WRITTEN TASK: Exactly as they appear, copy the lines of the listing from the one containing "Review step: verify that every instance of the wood pile" through the final line, both included, and nothing else.

BEGIN RECORDS

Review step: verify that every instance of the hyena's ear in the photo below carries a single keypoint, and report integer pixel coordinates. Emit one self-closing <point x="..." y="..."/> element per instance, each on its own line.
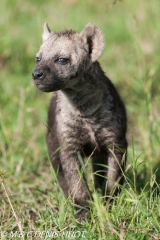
<point x="94" y="39"/>
<point x="46" y="32"/>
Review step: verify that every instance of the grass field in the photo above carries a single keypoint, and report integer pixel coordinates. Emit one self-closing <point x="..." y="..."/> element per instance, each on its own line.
<point x="32" y="205"/>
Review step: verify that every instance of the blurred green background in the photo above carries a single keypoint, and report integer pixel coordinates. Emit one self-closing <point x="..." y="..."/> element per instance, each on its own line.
<point x="131" y="59"/>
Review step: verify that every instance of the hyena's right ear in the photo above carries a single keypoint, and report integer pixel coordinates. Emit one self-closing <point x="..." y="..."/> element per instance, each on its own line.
<point x="94" y="38"/>
<point x="46" y="32"/>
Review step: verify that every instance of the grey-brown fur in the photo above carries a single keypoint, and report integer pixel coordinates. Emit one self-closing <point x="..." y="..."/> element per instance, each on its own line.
<point x="86" y="114"/>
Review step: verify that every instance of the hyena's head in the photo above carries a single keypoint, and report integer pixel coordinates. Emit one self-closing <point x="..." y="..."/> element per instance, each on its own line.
<point x="64" y="56"/>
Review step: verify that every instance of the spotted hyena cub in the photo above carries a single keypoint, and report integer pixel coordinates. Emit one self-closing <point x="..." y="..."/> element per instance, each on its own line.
<point x="86" y="115"/>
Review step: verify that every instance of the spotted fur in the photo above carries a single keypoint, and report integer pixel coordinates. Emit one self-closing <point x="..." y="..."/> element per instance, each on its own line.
<point x="86" y="114"/>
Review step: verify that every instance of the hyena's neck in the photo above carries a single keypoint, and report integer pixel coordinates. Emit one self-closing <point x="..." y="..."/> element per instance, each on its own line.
<point x="86" y="95"/>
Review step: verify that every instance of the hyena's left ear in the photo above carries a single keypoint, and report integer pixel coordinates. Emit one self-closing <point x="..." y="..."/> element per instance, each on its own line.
<point x="95" y="40"/>
<point x="46" y="32"/>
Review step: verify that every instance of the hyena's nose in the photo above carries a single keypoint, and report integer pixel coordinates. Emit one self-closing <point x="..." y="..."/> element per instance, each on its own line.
<point x="37" y="74"/>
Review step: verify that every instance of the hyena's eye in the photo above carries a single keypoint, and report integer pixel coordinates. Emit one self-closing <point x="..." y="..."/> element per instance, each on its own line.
<point x="62" y="60"/>
<point x="38" y="59"/>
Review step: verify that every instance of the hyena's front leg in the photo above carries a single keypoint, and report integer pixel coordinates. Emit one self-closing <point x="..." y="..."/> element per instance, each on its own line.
<point x="78" y="189"/>
<point x="114" y="174"/>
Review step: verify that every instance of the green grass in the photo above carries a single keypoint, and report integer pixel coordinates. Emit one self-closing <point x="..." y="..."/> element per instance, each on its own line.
<point x="30" y="197"/>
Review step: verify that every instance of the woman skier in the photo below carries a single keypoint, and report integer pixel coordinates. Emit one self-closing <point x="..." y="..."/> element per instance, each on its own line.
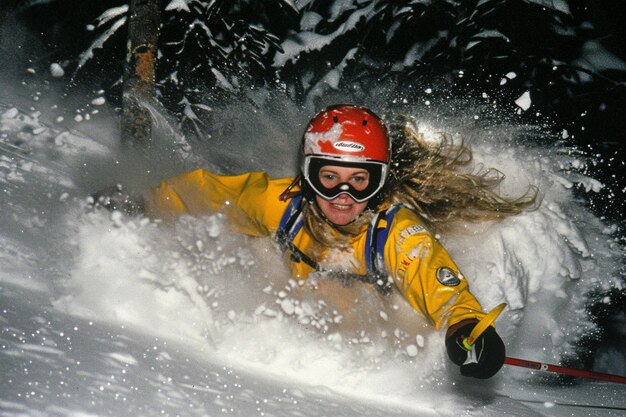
<point x="359" y="209"/>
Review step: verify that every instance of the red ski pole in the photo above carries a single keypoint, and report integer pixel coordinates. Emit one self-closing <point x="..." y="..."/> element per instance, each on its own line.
<point x="539" y="366"/>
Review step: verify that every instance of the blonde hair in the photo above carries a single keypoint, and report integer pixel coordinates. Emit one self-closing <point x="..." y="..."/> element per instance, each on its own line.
<point x="433" y="179"/>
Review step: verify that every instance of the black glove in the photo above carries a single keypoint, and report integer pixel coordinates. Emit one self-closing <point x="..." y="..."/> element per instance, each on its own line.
<point x="486" y="357"/>
<point x="114" y="198"/>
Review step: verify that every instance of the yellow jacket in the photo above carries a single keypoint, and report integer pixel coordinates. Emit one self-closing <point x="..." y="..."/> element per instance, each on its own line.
<point x="419" y="265"/>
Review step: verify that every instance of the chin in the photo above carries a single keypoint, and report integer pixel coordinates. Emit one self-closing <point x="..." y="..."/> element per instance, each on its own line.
<point x="342" y="210"/>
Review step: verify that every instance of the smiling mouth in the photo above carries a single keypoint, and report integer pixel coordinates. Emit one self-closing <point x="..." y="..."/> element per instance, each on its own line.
<point x="341" y="206"/>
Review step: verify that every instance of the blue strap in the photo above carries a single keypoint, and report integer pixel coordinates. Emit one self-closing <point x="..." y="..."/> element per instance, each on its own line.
<point x="292" y="221"/>
<point x="376" y="239"/>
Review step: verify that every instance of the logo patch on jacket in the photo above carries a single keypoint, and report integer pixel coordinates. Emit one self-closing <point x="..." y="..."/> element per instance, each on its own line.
<point x="447" y="277"/>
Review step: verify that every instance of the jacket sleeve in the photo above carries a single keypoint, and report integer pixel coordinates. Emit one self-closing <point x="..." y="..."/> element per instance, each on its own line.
<point x="250" y="201"/>
<point x="423" y="270"/>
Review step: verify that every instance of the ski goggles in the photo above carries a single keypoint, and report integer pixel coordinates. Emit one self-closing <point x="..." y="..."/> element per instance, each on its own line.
<point x="376" y="179"/>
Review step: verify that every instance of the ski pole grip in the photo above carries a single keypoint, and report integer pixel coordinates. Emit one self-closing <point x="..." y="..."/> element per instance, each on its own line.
<point x="482" y="326"/>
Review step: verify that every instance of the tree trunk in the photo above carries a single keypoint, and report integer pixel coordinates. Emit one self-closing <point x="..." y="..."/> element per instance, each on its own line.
<point x="139" y="71"/>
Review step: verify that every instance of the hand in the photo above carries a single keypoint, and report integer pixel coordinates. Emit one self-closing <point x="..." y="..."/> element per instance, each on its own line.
<point x="114" y="198"/>
<point x="485" y="358"/>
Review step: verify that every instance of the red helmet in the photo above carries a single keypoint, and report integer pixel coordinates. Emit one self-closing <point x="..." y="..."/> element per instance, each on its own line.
<point x="346" y="135"/>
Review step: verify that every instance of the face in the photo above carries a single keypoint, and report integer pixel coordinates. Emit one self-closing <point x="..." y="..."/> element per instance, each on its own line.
<point x="342" y="209"/>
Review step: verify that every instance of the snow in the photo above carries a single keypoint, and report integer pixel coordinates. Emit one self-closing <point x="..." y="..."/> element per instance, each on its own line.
<point x="108" y="315"/>
<point x="524" y="101"/>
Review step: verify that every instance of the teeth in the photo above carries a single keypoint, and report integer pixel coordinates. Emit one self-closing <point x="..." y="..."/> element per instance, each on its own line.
<point x="341" y="206"/>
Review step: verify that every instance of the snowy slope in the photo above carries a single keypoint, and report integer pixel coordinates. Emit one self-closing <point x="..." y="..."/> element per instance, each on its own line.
<point x="105" y="315"/>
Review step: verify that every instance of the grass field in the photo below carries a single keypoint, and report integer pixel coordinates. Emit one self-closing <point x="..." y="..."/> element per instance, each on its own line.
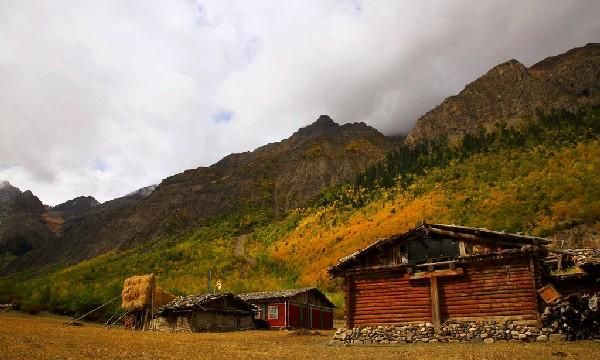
<point x="44" y="337"/>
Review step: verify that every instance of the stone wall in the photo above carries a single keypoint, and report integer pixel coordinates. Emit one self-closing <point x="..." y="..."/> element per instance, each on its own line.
<point x="482" y="331"/>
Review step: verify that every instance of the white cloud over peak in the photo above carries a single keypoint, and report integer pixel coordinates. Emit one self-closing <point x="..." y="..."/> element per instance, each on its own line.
<point x="102" y="98"/>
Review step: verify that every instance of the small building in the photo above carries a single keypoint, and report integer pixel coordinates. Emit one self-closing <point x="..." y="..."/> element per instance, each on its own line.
<point x="306" y="308"/>
<point x="436" y="273"/>
<point x="205" y="312"/>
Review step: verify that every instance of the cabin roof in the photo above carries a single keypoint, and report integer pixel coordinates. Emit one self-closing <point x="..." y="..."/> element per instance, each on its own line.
<point x="206" y="302"/>
<point x="284" y="294"/>
<point x="449" y="231"/>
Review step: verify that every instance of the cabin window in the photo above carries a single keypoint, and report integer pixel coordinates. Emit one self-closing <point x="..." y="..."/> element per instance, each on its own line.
<point x="273" y="312"/>
<point x="432" y="249"/>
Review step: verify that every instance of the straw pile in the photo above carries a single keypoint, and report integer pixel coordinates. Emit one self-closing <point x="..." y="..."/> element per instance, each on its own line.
<point x="140" y="292"/>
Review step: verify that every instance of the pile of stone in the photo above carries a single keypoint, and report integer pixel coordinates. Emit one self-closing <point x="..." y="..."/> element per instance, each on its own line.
<point x="577" y="317"/>
<point x="484" y="331"/>
<point x="6" y="306"/>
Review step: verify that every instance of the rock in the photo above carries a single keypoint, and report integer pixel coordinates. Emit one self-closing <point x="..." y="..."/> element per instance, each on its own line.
<point x="557" y="337"/>
<point x="476" y="339"/>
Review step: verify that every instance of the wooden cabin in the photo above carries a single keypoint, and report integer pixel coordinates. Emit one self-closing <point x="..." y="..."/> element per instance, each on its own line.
<point x="205" y="312"/>
<point x="436" y="273"/>
<point x="306" y="308"/>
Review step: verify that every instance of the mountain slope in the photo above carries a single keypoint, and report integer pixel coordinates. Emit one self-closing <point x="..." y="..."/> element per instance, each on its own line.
<point x="22" y="227"/>
<point x="268" y="181"/>
<point x="249" y="220"/>
<point x="510" y="91"/>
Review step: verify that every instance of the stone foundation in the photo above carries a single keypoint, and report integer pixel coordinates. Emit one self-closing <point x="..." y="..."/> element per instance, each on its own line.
<point x="487" y="332"/>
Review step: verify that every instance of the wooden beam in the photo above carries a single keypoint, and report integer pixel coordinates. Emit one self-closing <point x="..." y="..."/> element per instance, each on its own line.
<point x="437" y="273"/>
<point x="435" y="304"/>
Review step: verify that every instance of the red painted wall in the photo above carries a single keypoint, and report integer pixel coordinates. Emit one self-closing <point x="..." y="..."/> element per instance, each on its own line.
<point x="299" y="316"/>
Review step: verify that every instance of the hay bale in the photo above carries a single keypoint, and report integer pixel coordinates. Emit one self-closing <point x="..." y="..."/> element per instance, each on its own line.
<point x="137" y="293"/>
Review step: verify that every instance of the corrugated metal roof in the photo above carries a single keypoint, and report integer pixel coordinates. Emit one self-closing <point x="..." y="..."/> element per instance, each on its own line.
<point x="203" y="302"/>
<point x="517" y="239"/>
<point x="283" y="294"/>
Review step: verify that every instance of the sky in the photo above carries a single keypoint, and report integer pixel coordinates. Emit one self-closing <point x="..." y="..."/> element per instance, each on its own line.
<point x="104" y="97"/>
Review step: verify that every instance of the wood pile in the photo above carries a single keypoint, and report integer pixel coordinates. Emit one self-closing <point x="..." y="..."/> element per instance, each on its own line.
<point x="576" y="316"/>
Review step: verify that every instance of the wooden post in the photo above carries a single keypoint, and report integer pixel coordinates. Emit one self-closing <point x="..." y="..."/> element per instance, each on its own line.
<point x="349" y="296"/>
<point x="435" y="304"/>
<point x="436" y="317"/>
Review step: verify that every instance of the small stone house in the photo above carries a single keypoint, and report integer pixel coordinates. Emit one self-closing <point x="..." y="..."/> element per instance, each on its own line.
<point x="205" y="312"/>
<point x="306" y="308"/>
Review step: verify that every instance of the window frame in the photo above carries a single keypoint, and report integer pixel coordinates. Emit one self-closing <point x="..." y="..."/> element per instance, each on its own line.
<point x="272" y="312"/>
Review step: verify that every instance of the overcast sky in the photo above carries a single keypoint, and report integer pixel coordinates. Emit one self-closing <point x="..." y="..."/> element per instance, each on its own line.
<point x="103" y="97"/>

END RECORDS

FULL ANSWER:
Review step: verify that every instance of the wood pile in the photo above carries a single keypoint, and report integer pixel coordinates. Emit one self-closing <point x="..." y="..."/> element per instance, each on its own line.
<point x="576" y="316"/>
Review step: verify that every instance of the wooden post in the photo above carries a single keypoint, and report integer pixel coordinates. Emit one self-closing <point x="..." y="..."/> element per instance, each on its own line.
<point x="349" y="296"/>
<point x="435" y="304"/>
<point x="436" y="317"/>
Review step: verify that every instance of the small stone house in the photo above carries a single keypoint, and report integer pixel coordinates. Emit one self-closing <point x="..." y="..."/> element per instance, each on its own line.
<point x="205" y="312"/>
<point x="306" y="308"/>
Review step: verify that every instance of the window frame in the photo above carries a single keypoint, and report integer pixel coordinates. Emit one self-closing <point x="..." y="..."/> element per instance, each on its own line.
<point x="272" y="312"/>
Review step: verify that every instance of the overcast sky in the photo above carries a single keypoint, and report integer pixel coordinates. Emit one self-closing <point x="..." y="..."/> element per instance, each on its own line.
<point x="103" y="97"/>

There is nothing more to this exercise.